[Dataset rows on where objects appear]

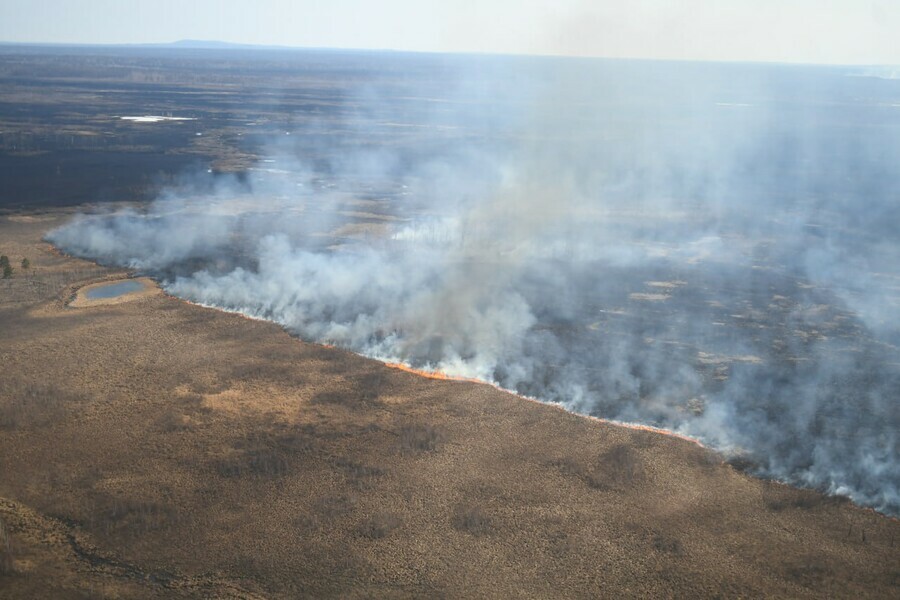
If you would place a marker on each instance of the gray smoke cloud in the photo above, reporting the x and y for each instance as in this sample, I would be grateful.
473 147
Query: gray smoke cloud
710 249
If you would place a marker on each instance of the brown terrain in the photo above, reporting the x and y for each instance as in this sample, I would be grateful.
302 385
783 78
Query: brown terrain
156 449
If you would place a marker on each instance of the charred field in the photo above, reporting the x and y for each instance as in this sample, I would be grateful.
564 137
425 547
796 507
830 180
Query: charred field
161 448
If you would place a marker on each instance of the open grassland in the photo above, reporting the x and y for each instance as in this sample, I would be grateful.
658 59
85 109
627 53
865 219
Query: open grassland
157 449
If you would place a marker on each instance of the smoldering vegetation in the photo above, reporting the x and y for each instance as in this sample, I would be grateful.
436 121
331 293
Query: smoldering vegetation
710 249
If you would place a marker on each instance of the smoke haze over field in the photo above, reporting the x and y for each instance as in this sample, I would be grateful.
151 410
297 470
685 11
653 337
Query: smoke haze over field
709 249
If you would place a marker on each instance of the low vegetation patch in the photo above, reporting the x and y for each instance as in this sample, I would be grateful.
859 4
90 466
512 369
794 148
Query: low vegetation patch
471 519
419 438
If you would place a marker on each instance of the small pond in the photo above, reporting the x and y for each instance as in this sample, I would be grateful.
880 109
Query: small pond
113 290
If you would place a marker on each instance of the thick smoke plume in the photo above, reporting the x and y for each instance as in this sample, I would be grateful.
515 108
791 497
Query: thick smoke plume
708 249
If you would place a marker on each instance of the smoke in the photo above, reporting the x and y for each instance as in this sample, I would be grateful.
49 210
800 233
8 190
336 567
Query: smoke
710 249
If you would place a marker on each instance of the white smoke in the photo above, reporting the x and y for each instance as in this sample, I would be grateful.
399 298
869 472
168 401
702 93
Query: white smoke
700 248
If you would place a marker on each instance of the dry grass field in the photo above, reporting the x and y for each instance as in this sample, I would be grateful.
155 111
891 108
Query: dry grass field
155 449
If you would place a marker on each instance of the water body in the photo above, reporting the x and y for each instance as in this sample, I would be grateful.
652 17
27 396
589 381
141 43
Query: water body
113 290
711 249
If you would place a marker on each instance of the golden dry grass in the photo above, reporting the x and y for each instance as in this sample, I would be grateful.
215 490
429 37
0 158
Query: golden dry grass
158 449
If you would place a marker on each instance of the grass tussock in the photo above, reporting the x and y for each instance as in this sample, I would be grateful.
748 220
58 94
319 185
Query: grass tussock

* Request
Transcribe the material exactly, leaving every picture out.

* Finished answer
If you would place a marker on each instance of the gray smoke cloud in the photo above, reporting the x and y for each instance as in this sample, I would be grateful.
473 147
Query: gray smoke cloud
710 249
If you would place a marker on each instance of the brown terrain in the photo above, reporting the x and y for each instance as in this sample, I would be grateful.
302 385
783 78
Query: brown terrain
156 449
If you would place a marker on each instance of the charred field in the photo above, reporting the x and y for each instance as in this sample, I would be grateful.
564 137
425 547
796 507
830 180
Query: charred field
161 448
If you would place a marker on each instance of the open grassland in the photo above, reporting the x and y for each instance as in this sample, I would be grateful.
658 59
85 109
627 53
865 219
Query: open grassland
157 449
If you would place a marker on each instance of the smoldering vegetation in the photo above, reporting the x and y for each instance as in this sample, I would be grateful.
436 121
331 293
Query: smoldering vegetation
710 249
If you would place a marker on each instance of the smoke haze over field in the photo above, reporting the x and y for each instance as in this sample, I would be grateful.
151 410
297 470
685 11
653 337
Query: smoke haze over field
709 249
If you would place a marker on each instance of the low vegetation patch in the photo above, reporting the x and y for each instance as in this sample, I would be grateful.
859 4
90 466
512 369
794 148
Query: low vegetation patch
471 519
419 438
If you would place a marker on each instance of the small pond in the photo above, reporting the x and y for each instance as in this sample, I would be grateful.
880 109
Query: small pond
113 290
If you would place a marker on each instance of the thick smoke plume in the photo above, reporting the x and y for each instance as in this sample, I would be grateful.
515 108
791 497
Query: thick smoke plume
708 249
If you would place a marker on each instance of the smoke in the photo above, reporting the x and y for each instance as in this sample, I would be grateful.
49 210
800 233
8 190
336 567
Query: smoke
710 249
If you would place a marker on each instance of the white smoke in the photo above, reporting the x and y for each instance as in this sample, I would be grateful.
399 298
869 472
168 401
702 93
Query: white smoke
700 248
If you would place a marker on each instance of the dry grass field in the photo above, reporting the x and y for each instance as in this sample, I would be grateful.
155 111
891 108
Query: dry grass field
155 449
If you would place a marker on each instance of the water body in the photo above, reporting the x and y for each instance as in this sample, I would be grateful.
652 17
27 396
589 381
141 43
Query: water body
113 290
711 249
If you would place a marker on each instance of the golden dry grass in the photo above, reporting the x and y for each instance as in this sample, I would be grateful.
215 490
429 37
0 158
Query: golden dry grass
158 449
If you would place a marker on each instance of the grass tussock in the photo above, reporting the x and y for each instance as in this sample, I would be grateful.
748 220
58 94
319 185
Query: grass tussock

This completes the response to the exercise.